REQUEST: How many lines in the rows below contain the word "baseball"? Case counts; reply with the number alone.
*****
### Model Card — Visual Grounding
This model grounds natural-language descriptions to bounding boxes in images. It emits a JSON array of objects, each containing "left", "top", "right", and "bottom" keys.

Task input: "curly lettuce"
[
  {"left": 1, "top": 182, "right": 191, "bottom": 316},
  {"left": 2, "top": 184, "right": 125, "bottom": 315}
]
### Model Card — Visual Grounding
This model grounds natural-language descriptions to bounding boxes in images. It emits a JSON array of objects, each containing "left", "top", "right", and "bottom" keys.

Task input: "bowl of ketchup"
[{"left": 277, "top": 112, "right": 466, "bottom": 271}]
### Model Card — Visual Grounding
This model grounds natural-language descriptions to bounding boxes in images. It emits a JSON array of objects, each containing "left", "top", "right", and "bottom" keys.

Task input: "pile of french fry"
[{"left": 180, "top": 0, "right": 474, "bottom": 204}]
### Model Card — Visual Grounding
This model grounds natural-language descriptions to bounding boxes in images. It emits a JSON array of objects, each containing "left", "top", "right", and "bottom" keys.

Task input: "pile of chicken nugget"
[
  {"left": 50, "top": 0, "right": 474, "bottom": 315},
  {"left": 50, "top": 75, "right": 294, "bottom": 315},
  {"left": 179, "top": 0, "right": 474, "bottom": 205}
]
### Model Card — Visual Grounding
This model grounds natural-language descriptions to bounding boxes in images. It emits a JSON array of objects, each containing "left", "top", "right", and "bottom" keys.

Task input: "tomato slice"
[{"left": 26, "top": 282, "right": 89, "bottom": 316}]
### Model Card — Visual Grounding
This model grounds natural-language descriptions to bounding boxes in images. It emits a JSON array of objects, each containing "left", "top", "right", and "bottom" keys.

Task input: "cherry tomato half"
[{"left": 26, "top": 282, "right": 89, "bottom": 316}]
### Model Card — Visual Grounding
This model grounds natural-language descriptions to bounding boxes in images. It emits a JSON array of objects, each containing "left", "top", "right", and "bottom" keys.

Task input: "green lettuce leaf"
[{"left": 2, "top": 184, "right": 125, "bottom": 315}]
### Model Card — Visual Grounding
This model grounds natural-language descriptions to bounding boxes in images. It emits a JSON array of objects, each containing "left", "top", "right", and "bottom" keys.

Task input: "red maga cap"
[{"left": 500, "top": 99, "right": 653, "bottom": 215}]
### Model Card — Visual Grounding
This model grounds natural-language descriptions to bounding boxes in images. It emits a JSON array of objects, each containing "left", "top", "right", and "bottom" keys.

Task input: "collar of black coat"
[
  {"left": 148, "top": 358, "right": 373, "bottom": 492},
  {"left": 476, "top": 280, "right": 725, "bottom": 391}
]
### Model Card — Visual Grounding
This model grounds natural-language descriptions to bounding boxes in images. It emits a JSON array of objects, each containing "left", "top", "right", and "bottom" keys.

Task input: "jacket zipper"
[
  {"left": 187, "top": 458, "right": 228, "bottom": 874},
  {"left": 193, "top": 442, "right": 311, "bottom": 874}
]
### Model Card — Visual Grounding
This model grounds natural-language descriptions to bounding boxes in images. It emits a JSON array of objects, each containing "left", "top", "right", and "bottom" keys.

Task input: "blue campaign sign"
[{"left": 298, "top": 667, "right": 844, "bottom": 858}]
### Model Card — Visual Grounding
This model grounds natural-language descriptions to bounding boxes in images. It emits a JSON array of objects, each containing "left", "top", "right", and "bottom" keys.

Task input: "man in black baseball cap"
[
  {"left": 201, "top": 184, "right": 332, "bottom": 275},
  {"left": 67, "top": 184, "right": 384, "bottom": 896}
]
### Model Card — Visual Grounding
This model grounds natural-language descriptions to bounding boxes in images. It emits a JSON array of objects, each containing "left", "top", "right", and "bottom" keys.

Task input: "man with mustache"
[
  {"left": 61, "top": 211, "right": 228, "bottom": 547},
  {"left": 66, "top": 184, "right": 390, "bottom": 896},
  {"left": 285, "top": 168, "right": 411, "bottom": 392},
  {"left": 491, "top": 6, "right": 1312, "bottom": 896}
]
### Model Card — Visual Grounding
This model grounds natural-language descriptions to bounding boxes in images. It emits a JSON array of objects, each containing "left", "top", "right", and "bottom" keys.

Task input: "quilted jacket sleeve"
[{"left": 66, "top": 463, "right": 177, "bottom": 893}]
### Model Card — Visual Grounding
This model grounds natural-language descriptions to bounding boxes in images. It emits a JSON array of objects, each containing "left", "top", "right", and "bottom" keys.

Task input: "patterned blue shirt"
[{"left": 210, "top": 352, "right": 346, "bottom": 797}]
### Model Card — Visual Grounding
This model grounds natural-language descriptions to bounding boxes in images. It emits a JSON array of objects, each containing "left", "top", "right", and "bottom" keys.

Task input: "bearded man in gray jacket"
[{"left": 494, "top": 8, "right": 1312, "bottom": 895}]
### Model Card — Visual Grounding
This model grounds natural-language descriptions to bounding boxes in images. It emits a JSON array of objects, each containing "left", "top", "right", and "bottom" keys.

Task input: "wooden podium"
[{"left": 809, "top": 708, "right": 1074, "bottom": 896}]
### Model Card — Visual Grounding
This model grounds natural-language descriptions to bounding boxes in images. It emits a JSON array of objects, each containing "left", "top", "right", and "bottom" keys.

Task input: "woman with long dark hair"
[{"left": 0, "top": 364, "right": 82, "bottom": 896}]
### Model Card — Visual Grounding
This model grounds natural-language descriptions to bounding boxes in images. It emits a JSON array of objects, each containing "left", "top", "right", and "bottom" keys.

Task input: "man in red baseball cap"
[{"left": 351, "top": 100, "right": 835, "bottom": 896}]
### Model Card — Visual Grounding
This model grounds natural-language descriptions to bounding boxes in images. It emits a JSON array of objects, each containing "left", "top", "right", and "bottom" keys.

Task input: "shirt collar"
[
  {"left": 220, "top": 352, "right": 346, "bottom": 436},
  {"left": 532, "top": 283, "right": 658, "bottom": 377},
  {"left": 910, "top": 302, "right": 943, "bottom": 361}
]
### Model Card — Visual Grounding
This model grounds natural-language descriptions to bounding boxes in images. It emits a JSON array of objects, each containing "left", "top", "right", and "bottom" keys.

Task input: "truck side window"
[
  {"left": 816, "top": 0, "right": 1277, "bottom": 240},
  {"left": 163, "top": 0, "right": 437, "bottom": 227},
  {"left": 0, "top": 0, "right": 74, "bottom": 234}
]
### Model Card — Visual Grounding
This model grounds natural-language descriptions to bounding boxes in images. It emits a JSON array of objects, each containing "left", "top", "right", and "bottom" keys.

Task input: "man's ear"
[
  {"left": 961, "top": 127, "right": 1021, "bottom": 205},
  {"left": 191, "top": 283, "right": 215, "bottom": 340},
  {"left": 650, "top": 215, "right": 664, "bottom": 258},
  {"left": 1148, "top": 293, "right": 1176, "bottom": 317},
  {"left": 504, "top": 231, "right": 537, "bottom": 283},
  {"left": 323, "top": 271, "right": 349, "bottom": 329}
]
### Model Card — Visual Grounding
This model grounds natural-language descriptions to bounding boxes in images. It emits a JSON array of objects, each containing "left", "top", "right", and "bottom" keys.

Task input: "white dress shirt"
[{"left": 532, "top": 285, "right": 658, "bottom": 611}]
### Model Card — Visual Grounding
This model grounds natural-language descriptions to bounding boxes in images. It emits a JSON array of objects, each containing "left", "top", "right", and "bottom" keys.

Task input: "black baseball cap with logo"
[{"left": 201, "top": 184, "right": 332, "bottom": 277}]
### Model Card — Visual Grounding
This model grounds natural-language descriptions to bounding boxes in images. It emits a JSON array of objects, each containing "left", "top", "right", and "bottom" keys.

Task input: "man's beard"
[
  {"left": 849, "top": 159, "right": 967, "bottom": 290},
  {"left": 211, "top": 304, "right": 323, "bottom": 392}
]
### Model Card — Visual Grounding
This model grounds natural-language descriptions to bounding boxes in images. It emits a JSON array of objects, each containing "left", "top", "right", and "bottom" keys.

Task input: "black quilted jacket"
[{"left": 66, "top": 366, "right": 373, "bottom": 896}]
*****
SOLUTION TO THIS EXERCISE: 3